Material for the task:
::::

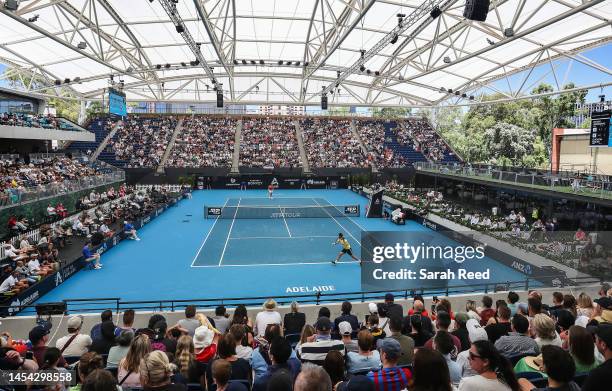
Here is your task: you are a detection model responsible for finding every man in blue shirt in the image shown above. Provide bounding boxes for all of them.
[123,220,140,240]
[83,242,102,269]
[367,338,412,391]
[253,337,302,391]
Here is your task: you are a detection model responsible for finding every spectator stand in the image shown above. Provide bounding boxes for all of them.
[362,185,604,285]
[0,188,191,316]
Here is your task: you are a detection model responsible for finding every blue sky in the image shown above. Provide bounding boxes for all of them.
[0,44,612,109]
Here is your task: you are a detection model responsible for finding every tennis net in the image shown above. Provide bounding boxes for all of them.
[204,205,360,219]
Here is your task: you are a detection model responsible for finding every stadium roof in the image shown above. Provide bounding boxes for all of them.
[0,0,612,106]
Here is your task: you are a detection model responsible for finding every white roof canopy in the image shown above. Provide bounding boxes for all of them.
[0,0,612,107]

::::

Task details:
Copy out, unchanged, the part of the records above that opens with the line containing "finding every white" and runs through the end of the records.

Solution to the exercise:
Here is your task: you are a detection model responsible for finding every white roof canopy in the image shown above. Provide bounding boxes for all of them.
[0,0,612,107]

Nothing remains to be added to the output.